■ **Required task 1**
Translate this sentence from the piece on medieval dining into Spanish: "Every meal began with hand washing and food came in procession."
■ **Required task 2**
From the piece on medieval dining, write out the passage starting with "During the Middle" and going on through "the social hierarchy.".

■ **Excerpt**

•••

By Anne Glynn
These days we have a fascination with food and wine, reflected in events such as the annual Melbourne Food & Wine Festival. This series will look at the different styles of dining and their evolution over the centuries.
During the Middle Ages, dining was the great diversion of life, and your position at the meal determined your status and demonstrated the social hierarchy.
Feasts were as much about the display of wealth as they were about the appreciation of food. Silver was regarded as too expensive to be placed on the table and used, but rather was displayed on a court cupboard/buffet for all the guests to admire. The number of shelves that you were allowed on your cupboard determined your status. For example, ‘five shelves for a high-ranking duke, four for a lower duke, three for a nobleman, two for a knight and one for a mere gentleman’.
Dinner was held in the great hall and the guests sat at trestle tables along one side only. The food served depended on your position in society. ‘Fowl was never to be served to the humblest guests or to the servants’ ‘Lamb and fresh pork were also regarded as appropriate only for the higher classes, while beef and salt meat were good enough for the servants. Everyone however, had fresh vegetables’. The number of courses one received also showed your status. In 1517 a proclamation decreed that a Cardinal could have nine courses, six for a lord of Parliament and three for a citizen with a yearly income of £500.
In the 16th century there were two meals per day with dinner at 11am. Every meal began with hand washing and food came in procession. A well laid table would be covered with a number of (preferably) damask tablecloths, removed one by one as the meal progressed. Sometimes a leather sheet would be placed in between so as to prevent soiling the underlying tablecloths.
A large salt would be placed near the lord and most honoured guests, separating them from the others. Rank could be determined depending upon whether one sat ‘above or below the salt’. The drink also reinforced the status of the diners. White wine was considered suitable for ‘brainier upper classes while red was fit for labourers. Wine was served from the sideboard by the valet and the goblet was not placed on the table.

•••

Items listed in a dataset
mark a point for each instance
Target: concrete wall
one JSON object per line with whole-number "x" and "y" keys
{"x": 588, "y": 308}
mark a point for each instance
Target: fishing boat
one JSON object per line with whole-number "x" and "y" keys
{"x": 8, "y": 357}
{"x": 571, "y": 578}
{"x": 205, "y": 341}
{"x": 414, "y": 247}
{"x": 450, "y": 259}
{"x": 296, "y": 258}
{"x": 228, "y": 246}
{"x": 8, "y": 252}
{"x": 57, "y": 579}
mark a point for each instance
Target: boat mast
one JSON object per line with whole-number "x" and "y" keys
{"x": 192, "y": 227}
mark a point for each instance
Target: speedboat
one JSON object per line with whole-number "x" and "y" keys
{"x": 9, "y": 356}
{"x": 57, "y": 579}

•••

■ **Expected output 1**
Cada comida comenzaba con el lavado de manos y la comida llegaba en procesión.

■ **Expected output 2**
During the Middle Ages, dining was the great diversion of life, and your position at the meal determined your status and demonstrated the social hierarchy.